→ Exercise
Please extract every line of the data below and reproduce each one word for word, with nothing altered or left out.
Begin Data extract
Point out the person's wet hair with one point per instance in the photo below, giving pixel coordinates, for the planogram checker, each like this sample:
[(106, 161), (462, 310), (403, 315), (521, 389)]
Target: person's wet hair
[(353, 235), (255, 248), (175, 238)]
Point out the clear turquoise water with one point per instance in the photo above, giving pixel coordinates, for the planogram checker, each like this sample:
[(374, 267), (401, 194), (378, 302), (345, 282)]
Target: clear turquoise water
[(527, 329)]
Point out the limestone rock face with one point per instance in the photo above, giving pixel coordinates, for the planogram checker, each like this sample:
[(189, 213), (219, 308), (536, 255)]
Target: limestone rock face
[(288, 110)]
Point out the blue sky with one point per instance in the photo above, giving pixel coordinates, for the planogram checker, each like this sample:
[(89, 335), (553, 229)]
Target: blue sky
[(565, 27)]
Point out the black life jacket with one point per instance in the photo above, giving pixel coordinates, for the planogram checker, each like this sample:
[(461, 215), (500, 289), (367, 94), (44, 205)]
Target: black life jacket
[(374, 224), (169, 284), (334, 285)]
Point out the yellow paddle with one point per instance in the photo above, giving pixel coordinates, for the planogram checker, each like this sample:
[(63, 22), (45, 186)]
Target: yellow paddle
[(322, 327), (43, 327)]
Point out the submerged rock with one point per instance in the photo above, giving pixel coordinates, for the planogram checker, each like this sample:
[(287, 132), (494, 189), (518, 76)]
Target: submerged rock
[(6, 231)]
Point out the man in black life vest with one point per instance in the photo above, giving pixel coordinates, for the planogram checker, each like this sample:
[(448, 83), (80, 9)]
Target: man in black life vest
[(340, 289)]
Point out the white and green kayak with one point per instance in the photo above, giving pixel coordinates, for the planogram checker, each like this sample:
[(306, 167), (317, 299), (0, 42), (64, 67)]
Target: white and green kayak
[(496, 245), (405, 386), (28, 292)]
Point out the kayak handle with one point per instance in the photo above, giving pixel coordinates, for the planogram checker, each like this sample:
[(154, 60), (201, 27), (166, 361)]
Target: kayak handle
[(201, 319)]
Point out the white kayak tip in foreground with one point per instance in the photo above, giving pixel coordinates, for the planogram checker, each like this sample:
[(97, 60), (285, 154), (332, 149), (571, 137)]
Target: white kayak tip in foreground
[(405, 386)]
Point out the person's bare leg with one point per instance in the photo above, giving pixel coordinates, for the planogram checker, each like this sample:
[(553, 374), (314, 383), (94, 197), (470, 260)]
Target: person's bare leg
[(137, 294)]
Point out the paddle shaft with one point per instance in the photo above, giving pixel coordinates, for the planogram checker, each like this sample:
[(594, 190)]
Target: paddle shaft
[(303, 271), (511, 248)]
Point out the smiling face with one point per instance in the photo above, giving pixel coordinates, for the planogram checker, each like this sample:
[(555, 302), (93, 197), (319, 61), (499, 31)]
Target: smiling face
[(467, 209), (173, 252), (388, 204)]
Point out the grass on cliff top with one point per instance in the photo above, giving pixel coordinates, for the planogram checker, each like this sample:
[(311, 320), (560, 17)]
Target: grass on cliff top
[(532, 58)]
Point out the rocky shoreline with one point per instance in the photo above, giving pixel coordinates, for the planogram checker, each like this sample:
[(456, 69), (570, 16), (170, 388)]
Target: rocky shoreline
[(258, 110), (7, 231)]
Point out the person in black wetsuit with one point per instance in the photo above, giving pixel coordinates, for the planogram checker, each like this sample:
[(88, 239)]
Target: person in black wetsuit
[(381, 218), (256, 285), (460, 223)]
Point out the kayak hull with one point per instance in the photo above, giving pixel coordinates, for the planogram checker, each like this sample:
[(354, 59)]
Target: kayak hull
End Data extract
→ Output of the exercise
Point out the person's wet hair with one point per instance in the photo below, giving pixel coordinates, for the planogram checker, each like this sample:
[(106, 161), (462, 310), (403, 315), (521, 389)]
Target: person's wet hair
[(353, 235), (255, 248), (175, 238)]
Point out the clear turquoise water with one point per instance in the photo above, giving pixel coordinates, for the planogram checker, each like this sample:
[(374, 267), (401, 194), (378, 302), (345, 282)]
Target: clear turquoise water
[(527, 329)]
Point out the limestone rock face with one point per instance in the photo above, giving pixel coordinates, for the planogram checker, each like this sample:
[(189, 213), (219, 308), (536, 255)]
Target: limestone rock face
[(288, 110)]
Point out the blue sky with one point per instance in the photo above, giving pixel coordinates, for the planogram checker, each like this sample:
[(89, 335), (553, 229)]
Target: blue sky
[(565, 27)]
Point out the black life jacket with one point per instance in the photo above, giving pixel coordinates, for the planogram checker, each like this sample:
[(461, 215), (500, 289), (367, 94), (44, 205)]
Target: black life jacket
[(374, 224), (169, 284), (334, 285)]
Point out the yellow paddle with one point per instance in the photo above, giving pixel coordinates, for the planogram checker, each like this sample:
[(63, 22), (45, 186)]
Target: yellow paddle
[(322, 327), (43, 327)]
Point out the submerged rock with one point per instance in the photo above, giving pixel coordinates, for the planogram checker, each like this sample:
[(287, 132), (494, 189), (518, 76)]
Target: submerged rock
[(6, 231)]
Point out the man in black life vest with one point per instance in the photo above, giving pixel coordinates, for the planogram checker, each like this sample:
[(448, 83), (80, 9)]
Target: man in black life vest
[(340, 289)]
Point out the white and green kayak with one point per instance in the photo above, giving pixel coordinates, for the planogram checker, each like this sample:
[(306, 167), (317, 299), (0, 42), (64, 67)]
Target: white and green kayak
[(496, 245), (405, 386), (28, 292)]
Point out the kayak handle with one point per instance in the photo above, giving pixel coordinates, for the planogram checker, each like this sample:
[(154, 60), (201, 27), (166, 361)]
Target: kayak handle
[(201, 319)]
Point out the white kayak tip in foreground with one point per instance in the photo above, giving pixel coordinates, for the planogram checker, each like this sample:
[(97, 60), (285, 154), (332, 149), (571, 137)]
Target: white kayak tip in foreground
[(405, 386)]
Point out the person's bare leg with one point per instance in the photo above, giving pixel coordinates, for the planogram checker, each like this sample:
[(553, 374), (314, 383), (94, 197), (470, 260)]
Target: person's bare leg
[(137, 294)]
Point out the paddle shaft with one point per instance in the photo above, giving pixel coordinates, for the planogram checker, each like this sample:
[(594, 190)]
Target: paddle shaft
[(303, 271), (511, 248)]
Point out the smiling face with one point per instance in the photo above, giving pixel coordinates, for the planogram checker, each like this sample:
[(555, 302), (93, 197), (319, 61), (499, 31)]
Target: smiling face
[(467, 209), (173, 252), (388, 204)]
Point out the grass on cliff top with one point per instance in the photo above, giving pixel coordinates, for the planogram checker, each like this sample:
[(311, 320), (560, 17)]
Target: grass on cliff top
[(532, 58)]
Point out the rocky shoreline with one point per instance in the photo above, giving pixel coordinates, for the planogram checker, each like this sample:
[(456, 69), (570, 16), (170, 388)]
Target: rocky shoreline
[(258, 110), (7, 231)]
Point out the person in black wetsuit with one point per instance in the photo above, giving pixel coordinates, for the planogram checker, each like this sample:
[(88, 239)]
Target: person in black wetsuit
[(381, 218), (256, 285), (460, 223)]
Point out the kayak hull with one point per instance in the photo above, giving pixel coordinates, for the planogram checker, each like this sample:
[(354, 59)]
Target: kayak hull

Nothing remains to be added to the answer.